--- START OF Text shown ---
So, farewell Peter Falk. You are a King in this household.
Let’s face it, nothing much can top the comfort combo that is jimjams, cup of tea, bit of toast + reruns of Columbo.
… all those 50s A-List actresses with false eyelashes, kaftans and drink problems, all those hearthrobs … like Ricardo Montalban or Johnny Cash in varying degrees of orange. It was the 70s …
See, you’re smiling already aren’t you?
But Peter Falk was so much more than Columbo to me.
He was also in my favourite film of all time - Wings of Desire, 1987, directed by Wim Wenders, and written by Wenders and Peter Handke.
For those of you who’ve been visiting a while, you’ll know that my 1958 Novum is named Damiel, after Bruno Ganz’s angel, who craves the experience of feeling what it is to be human, to exist, and to feel.
This film is beautiful and calm, philosophical and poignant, bleak and romantic. It’s in German/English, black & white/colour. Here's the breathtaking library scene with all the angels, you don’t need subtitles:
Peter Falk plays himself. His role is pivotal to the whole story. He facilitates Damiel’s transformation. In reality he wasn’t even cast until the film had started shooting … yet it's impossible to imagine the film without him.
In this scene, Damiel (Ganz) meets Falk (Falk) at the imbiss stand … How bleak Berlin looks … beautiful and bleak all in one film. Yum.
This is Handke’s poem, which winds itself through the film, and is a fitting farewell to Peter Falk, who charmed my socks off with the open child-like honesty of his acting …
Song of Childhood (click here for original German)
When the child was a child
It walked with its arms swinging,
wanted the brook to be a river,
the river to be a torrent,
and this puddle to be the sea.
--- END OF Text shown ---
--- START OF Dataset entries ---
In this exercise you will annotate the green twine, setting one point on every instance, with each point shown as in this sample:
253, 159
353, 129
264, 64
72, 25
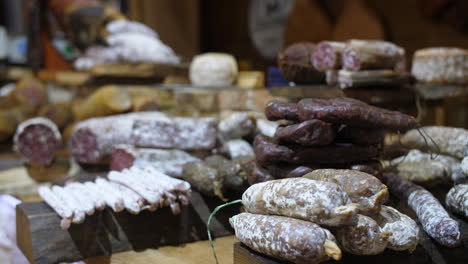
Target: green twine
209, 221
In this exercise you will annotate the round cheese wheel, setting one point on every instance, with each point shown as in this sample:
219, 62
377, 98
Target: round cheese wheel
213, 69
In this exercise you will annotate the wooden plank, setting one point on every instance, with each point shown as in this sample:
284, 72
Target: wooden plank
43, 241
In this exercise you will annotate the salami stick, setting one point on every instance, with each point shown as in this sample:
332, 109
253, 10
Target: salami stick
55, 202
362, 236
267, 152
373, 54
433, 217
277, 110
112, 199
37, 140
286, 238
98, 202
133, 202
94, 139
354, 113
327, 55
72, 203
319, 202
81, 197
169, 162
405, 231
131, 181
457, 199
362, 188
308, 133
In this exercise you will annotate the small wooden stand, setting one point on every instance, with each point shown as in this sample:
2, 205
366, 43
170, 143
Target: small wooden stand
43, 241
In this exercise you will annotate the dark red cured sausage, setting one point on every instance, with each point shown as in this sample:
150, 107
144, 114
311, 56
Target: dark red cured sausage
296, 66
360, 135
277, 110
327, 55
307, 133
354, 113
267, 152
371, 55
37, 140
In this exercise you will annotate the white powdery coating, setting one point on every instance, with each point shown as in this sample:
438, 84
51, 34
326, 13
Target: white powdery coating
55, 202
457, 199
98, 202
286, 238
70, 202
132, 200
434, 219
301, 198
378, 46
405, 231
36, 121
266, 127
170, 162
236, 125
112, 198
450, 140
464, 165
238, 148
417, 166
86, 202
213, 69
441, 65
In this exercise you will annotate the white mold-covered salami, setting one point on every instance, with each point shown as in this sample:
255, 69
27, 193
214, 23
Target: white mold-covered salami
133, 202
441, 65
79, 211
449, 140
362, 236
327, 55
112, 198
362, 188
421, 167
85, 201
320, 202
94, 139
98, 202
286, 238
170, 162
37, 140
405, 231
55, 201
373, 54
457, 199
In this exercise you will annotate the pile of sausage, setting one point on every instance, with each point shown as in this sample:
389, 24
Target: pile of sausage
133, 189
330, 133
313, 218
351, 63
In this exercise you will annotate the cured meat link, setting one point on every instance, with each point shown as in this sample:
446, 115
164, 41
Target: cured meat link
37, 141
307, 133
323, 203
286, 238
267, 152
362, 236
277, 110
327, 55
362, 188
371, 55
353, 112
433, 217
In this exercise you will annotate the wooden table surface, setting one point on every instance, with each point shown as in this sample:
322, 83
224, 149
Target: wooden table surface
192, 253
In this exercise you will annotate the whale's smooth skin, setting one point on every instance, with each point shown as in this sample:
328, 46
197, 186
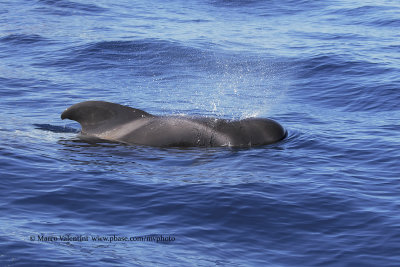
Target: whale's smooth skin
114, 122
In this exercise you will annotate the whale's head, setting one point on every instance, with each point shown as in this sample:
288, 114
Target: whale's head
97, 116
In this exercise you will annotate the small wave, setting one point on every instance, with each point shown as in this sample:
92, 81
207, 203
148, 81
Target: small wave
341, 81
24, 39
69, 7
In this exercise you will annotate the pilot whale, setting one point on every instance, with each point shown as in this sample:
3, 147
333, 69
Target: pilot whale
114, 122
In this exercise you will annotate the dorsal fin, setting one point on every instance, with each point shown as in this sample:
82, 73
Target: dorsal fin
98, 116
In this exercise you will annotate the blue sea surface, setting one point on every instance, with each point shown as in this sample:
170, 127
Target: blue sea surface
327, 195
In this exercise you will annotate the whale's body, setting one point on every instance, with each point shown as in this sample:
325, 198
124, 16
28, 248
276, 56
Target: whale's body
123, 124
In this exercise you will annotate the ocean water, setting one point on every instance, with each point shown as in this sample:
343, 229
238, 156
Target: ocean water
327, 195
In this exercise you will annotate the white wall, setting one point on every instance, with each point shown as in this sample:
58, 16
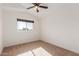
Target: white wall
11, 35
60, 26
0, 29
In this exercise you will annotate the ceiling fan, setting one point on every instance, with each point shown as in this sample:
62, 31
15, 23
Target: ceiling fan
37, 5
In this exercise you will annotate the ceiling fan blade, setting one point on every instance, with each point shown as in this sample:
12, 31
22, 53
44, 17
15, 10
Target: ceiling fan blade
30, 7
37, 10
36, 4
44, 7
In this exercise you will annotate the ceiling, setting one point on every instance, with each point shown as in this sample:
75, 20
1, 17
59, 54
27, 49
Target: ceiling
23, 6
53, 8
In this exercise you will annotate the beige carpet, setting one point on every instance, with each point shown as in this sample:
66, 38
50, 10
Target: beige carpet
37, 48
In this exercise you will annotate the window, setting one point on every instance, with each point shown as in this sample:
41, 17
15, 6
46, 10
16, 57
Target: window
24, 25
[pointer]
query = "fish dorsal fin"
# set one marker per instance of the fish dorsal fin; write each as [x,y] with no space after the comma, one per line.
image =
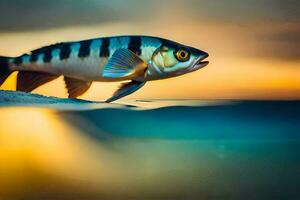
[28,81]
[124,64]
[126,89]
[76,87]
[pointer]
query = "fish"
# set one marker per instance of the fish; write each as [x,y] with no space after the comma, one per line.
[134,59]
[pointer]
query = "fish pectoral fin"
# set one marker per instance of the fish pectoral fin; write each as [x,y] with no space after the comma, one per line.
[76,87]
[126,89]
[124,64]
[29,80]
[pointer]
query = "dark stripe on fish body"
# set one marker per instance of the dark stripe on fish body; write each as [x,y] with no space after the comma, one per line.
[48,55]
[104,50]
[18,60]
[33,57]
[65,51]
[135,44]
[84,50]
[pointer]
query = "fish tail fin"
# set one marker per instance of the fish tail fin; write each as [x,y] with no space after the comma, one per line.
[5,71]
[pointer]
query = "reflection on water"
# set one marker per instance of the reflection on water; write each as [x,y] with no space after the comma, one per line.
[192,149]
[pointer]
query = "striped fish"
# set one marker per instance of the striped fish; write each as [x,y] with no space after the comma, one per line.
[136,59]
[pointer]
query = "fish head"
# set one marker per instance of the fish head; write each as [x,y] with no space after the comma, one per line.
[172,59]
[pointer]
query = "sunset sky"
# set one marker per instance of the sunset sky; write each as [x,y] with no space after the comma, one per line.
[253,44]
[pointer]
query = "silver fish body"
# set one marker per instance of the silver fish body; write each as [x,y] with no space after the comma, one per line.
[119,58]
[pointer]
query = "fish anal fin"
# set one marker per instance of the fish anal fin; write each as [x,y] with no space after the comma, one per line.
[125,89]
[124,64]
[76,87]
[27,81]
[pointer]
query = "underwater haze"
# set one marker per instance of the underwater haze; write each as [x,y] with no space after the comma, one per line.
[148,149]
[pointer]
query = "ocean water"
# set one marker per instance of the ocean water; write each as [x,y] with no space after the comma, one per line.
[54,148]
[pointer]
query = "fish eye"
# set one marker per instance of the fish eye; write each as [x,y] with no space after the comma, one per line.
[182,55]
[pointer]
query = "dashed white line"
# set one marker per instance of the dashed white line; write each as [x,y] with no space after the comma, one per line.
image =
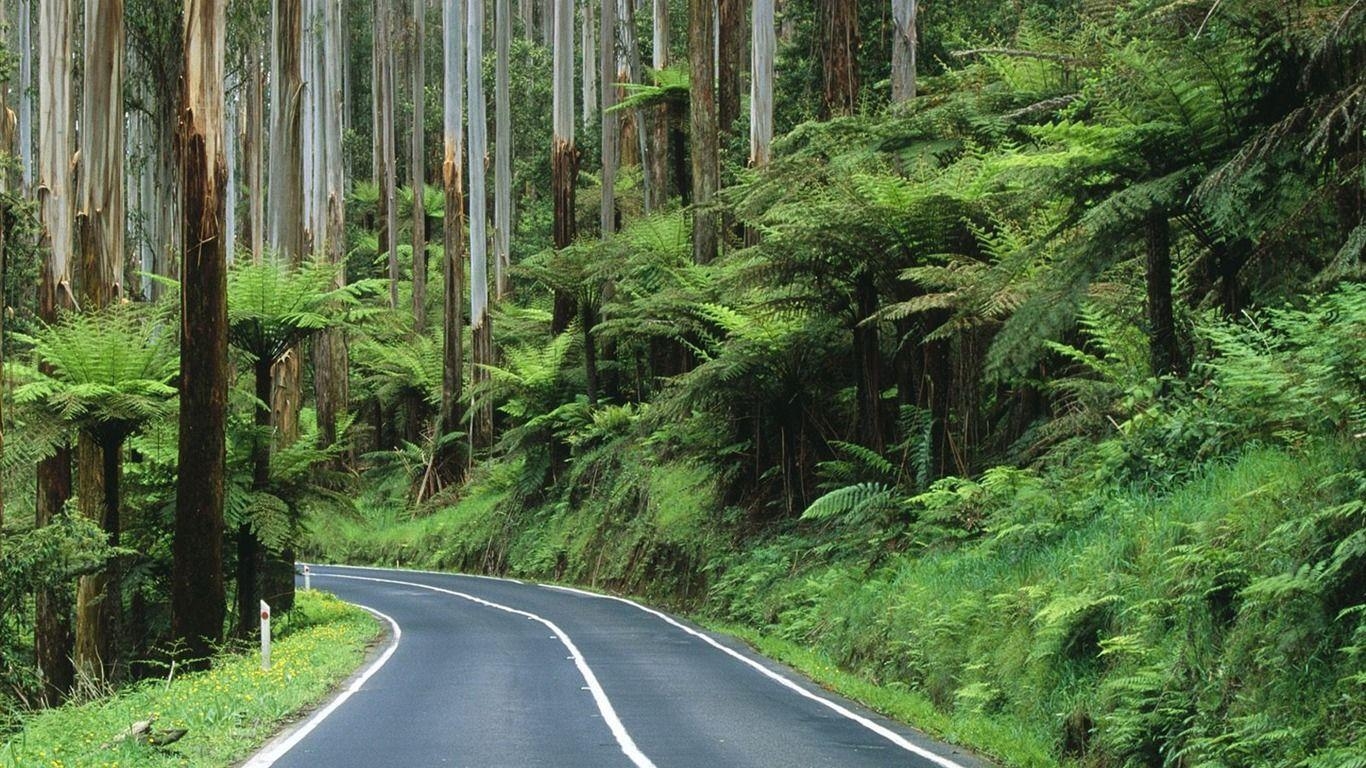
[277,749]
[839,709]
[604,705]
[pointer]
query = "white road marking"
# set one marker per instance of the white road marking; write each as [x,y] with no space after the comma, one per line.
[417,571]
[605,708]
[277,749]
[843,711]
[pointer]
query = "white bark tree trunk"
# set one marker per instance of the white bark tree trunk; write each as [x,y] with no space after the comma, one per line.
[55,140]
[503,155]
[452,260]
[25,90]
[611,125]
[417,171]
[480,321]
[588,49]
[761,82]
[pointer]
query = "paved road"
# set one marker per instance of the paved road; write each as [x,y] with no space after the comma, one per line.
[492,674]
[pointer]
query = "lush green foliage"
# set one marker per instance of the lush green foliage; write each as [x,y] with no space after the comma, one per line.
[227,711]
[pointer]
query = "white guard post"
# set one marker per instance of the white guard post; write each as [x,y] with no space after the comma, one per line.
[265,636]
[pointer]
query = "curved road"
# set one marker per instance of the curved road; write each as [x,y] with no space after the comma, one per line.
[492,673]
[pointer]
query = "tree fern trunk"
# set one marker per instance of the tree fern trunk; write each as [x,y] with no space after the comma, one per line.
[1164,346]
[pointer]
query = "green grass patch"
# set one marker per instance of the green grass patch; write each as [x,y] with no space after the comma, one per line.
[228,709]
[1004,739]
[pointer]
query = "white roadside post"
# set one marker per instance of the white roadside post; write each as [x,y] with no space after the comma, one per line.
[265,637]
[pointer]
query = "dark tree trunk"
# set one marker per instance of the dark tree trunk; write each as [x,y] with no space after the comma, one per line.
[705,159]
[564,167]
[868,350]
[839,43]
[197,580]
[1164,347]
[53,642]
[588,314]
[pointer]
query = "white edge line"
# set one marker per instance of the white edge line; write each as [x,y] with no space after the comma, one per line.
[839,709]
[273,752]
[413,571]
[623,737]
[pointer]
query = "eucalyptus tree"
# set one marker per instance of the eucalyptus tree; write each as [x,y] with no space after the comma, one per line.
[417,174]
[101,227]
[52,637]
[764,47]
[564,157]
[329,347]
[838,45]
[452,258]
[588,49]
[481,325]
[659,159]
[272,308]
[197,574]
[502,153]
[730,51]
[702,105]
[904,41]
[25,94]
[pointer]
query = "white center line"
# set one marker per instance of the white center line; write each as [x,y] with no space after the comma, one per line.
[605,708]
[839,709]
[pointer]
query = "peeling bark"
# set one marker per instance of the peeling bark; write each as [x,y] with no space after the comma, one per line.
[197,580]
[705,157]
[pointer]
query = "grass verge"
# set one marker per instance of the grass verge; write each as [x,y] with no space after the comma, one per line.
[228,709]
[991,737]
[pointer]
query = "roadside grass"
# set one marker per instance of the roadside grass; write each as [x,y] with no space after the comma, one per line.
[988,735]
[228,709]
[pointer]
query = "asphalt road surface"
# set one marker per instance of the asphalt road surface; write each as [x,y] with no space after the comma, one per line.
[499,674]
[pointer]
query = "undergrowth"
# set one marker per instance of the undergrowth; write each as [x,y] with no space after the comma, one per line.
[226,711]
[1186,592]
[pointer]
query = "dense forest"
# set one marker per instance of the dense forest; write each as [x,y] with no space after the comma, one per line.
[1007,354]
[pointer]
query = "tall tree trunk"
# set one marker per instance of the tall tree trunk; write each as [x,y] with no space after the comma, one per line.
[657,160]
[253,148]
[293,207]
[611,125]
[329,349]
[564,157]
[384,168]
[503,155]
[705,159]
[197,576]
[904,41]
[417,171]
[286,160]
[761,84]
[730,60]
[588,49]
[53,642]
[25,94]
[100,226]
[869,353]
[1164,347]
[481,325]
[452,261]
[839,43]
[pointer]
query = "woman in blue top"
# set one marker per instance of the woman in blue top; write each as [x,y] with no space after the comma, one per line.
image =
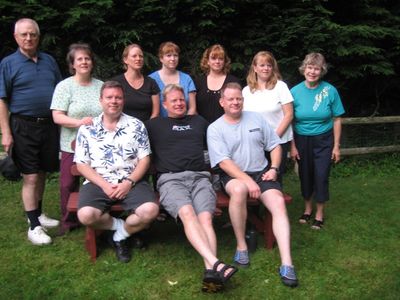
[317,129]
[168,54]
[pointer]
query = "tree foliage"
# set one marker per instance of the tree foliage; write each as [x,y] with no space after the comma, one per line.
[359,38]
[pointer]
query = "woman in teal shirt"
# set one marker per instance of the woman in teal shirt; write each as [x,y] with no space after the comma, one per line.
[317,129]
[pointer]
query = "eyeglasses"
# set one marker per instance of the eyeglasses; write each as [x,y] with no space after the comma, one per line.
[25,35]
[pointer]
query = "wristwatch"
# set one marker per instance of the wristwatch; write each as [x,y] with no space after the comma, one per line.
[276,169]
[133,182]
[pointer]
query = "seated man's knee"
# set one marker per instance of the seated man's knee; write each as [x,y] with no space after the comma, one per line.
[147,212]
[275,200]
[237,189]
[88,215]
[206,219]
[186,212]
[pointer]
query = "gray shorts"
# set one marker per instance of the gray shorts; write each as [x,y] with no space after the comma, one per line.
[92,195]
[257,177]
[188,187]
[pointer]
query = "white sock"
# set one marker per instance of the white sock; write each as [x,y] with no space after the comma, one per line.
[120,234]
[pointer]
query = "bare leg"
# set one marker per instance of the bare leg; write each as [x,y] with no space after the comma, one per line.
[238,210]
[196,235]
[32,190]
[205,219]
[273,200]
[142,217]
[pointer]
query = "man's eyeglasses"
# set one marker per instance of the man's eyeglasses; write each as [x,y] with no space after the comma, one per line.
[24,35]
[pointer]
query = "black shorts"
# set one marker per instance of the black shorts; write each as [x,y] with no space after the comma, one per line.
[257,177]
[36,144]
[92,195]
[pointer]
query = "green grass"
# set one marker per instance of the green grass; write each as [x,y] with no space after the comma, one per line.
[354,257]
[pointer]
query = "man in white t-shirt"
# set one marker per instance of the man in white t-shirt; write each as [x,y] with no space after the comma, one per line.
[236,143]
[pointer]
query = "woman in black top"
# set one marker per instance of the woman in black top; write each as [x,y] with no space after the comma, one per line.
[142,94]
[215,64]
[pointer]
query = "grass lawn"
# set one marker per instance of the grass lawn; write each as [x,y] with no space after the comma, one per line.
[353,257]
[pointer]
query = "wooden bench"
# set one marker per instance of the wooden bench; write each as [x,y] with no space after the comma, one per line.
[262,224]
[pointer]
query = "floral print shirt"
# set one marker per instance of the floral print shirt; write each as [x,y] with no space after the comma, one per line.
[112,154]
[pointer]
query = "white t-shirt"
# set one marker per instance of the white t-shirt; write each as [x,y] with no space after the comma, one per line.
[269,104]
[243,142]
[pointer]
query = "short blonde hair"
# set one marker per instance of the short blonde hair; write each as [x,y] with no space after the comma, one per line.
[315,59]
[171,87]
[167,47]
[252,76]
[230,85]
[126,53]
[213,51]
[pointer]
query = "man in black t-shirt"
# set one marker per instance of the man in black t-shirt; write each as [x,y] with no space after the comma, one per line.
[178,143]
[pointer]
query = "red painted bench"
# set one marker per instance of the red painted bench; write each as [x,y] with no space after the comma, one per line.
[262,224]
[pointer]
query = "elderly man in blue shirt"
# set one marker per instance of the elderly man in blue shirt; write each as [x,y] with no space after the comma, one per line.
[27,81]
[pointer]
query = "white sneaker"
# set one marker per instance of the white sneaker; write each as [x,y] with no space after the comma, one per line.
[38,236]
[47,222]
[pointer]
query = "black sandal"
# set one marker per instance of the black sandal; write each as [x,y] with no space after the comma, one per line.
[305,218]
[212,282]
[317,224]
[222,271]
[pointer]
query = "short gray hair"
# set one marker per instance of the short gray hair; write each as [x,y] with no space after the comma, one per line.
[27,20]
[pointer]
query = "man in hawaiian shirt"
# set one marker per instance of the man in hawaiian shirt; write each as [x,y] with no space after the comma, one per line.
--- END OF Dataset entries ---
◆ Stated task 1 ◆
Extract the part of the Peter Falk tribute between "So, farewell Peter" and "already aren’t you?", inclusive, word for word.
◆ Stated task 2 ◆
List every real person named in the Peter Falk tribute.
◆ Stated task 3 ◆
Carry on the Peter Falk tribute from its last line.
The listing has no connection to the Peter Falk tribute.

◆ Written response 1 ◆
So, farewell Peter Falk. You are a King in this household.
Let’s face it, nothing much can top the comfort combo that is jimjams, cup of tea, bit of toast + reruns of Columbo.
… all those 50s A-List actresses with false eyelashes, kaftans and drink problems, all those hearthrobs … like Ricardo Montalban or Johnny Cash in varying degrees of orange. It was the 70s …
See, you’re smiling already aren’t you?

◆ Written response 2 ◆
Peter Falk, Ricardo Montalban, Johnny Cash, Wim Wenders, Peter Handke, Bruno Ganz

◆ Written response 3 ◆
When the child was a child,
it didn’t know that it was a child,
everything was soulful,
and all souls were one.
When the child was a child,
it had no opinion about anything,
had no habits,
it often sat cross-legged,
took off running,
had a cowlick in its hair,
and made no faces when photographed.
When the child was a child,
It was the time for these questions:
Why am I me, and why not you?
Why am I here, and why not there?
When did time begin, and where does space end?
Is life under the sun not just a dream?
Is what I see and hear and smell
not just an illusion of a world before the world?
Given the facts of evil and people.
does evil really exist?
How can it be that I, who I am,
didn’t exist before I came to be,
and that, someday, I, who I am,
will no longer be who I am?
When the child was a child,
It choked on spinach, on peas, on rice pudding,
and on steamed cauliflower,
and eats all of those now, and not just because it has to.
When the child was a child,
it awoke once in a strange bed,
and now does so again and again.
Many people, then, seemed beautiful,
and now only a few do, by sheer luck.
It had visualized a clear image of Paradise,
and now can at most guess,
could not conceive of nothingness,
and shudders today at the thought.
When the child was a child,
It played with enthusiasm,
and, now, has just as much excitement as then,
but only when it concerns its work.
When the child was a child,
It was enough for it to eat an apple, … bread, And so it is even now.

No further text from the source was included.